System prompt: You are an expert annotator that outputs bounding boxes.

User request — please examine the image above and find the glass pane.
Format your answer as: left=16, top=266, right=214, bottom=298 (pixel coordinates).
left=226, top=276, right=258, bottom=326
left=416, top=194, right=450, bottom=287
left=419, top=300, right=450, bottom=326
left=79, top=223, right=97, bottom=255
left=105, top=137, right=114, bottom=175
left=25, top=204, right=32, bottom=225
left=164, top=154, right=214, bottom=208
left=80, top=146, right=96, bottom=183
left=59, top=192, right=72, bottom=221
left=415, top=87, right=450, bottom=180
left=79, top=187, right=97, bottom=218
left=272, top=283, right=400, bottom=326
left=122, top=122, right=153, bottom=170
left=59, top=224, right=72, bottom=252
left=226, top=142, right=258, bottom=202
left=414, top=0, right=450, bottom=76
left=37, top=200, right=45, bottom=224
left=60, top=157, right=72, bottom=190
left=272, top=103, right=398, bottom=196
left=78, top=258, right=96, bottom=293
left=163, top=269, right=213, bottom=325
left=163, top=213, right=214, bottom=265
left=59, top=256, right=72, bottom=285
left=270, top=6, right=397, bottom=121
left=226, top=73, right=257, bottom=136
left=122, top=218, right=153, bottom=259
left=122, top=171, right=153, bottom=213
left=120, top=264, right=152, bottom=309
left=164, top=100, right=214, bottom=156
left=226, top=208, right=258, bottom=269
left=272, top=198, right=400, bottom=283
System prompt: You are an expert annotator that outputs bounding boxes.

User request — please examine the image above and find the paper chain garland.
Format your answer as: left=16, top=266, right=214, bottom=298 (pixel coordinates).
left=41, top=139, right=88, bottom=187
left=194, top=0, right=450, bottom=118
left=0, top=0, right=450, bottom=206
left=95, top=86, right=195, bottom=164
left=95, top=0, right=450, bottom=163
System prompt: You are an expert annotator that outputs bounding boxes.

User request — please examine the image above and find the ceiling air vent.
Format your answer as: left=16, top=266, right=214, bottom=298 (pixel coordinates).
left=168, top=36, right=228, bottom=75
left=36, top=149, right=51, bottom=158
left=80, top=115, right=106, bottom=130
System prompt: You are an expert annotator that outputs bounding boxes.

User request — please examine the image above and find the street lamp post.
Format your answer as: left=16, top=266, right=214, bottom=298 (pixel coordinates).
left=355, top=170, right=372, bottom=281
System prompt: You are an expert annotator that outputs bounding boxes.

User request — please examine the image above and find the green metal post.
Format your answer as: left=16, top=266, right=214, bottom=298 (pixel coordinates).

* * * *

Quote word for word the part of the material above that runs from its first line through the line containing "left=164, top=154, right=214, bottom=208", including both of those lines.

System prompt: You are an expert annotator that outputs bounding boxes.

User request — please examine the image above and find the glass pane.
Format your answer as: left=16, top=266, right=214, bottom=298 (pixel coordinates).
left=226, top=276, right=258, bottom=326
left=416, top=194, right=450, bottom=287
left=419, top=300, right=450, bottom=326
left=79, top=223, right=97, bottom=255
left=105, top=137, right=114, bottom=175
left=25, top=204, right=32, bottom=225
left=164, top=154, right=214, bottom=208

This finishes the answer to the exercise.